Task brief.
Could you gather every line of the listing below that contains the string "stadium"? Case counts.

=-=-=

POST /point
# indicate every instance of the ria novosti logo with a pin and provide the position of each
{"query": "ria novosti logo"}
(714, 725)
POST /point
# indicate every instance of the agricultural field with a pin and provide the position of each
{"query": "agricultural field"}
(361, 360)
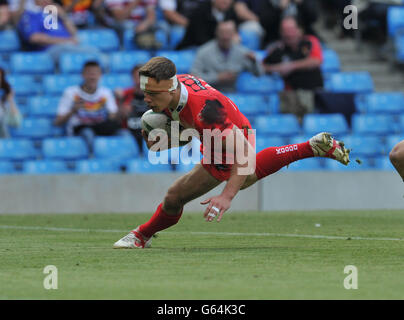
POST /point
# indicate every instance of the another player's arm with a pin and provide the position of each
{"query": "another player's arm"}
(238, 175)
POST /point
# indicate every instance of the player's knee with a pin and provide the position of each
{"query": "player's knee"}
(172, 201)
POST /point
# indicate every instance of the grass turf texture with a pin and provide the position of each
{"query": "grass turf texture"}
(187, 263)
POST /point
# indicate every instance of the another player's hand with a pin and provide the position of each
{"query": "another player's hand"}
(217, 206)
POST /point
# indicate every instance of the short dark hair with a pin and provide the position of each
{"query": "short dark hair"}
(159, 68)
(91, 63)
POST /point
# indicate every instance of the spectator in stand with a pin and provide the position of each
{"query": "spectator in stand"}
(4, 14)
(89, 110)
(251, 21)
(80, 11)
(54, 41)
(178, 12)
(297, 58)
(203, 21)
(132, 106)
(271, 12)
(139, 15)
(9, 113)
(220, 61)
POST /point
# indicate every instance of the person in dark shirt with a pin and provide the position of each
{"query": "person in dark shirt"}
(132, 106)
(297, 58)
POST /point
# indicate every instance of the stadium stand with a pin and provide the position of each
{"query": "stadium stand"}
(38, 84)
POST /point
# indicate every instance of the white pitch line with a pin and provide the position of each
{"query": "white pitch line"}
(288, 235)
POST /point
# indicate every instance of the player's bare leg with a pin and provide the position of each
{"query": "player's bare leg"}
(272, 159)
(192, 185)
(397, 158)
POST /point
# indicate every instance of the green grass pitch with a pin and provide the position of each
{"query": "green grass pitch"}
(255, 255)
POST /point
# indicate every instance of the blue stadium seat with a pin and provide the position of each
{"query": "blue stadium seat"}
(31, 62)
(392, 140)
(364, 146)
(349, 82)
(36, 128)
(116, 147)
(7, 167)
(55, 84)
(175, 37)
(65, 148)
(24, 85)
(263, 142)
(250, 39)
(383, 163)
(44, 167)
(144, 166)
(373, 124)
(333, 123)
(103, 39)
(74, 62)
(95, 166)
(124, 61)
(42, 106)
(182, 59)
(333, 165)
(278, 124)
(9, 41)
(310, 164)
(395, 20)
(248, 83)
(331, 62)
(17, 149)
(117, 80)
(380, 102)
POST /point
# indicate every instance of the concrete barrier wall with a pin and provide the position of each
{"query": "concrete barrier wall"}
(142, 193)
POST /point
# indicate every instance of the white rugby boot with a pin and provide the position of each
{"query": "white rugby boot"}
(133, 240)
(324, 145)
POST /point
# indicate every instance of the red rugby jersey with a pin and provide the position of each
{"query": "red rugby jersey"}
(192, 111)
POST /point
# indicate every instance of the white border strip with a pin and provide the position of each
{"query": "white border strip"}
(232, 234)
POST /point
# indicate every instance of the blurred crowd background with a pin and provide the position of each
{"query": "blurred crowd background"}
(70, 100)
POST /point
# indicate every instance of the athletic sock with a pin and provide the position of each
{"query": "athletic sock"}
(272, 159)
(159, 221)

=-=-=

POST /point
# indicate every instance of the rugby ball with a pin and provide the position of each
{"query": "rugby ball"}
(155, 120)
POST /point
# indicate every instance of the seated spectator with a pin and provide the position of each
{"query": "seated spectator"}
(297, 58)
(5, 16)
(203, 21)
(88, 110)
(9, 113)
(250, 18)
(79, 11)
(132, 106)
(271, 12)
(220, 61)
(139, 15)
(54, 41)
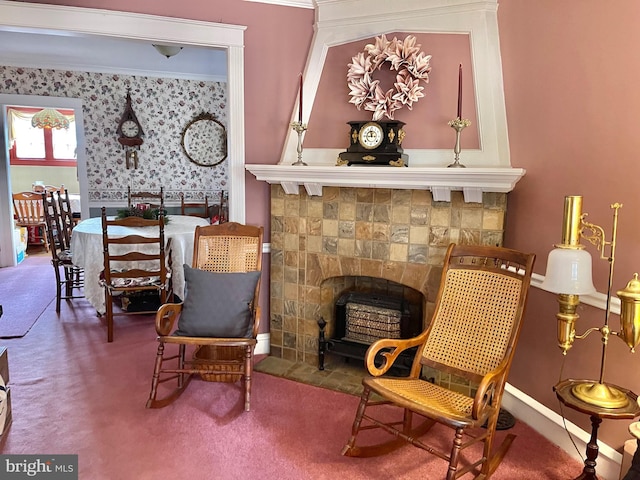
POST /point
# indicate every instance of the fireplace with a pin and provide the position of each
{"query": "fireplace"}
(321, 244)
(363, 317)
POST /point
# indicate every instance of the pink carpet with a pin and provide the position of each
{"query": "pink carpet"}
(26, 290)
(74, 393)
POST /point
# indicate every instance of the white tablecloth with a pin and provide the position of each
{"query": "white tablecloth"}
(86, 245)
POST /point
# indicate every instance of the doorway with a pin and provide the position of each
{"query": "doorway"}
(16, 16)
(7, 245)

=-=-=

Finished task.
# indicate every instance of the stadium stand with a pin and provide the position of each
{"query": "stadium stand"}
# indicate every instance of the blue stadium seat with a pin and provide the position of each
{"query": "blue stadium seat"}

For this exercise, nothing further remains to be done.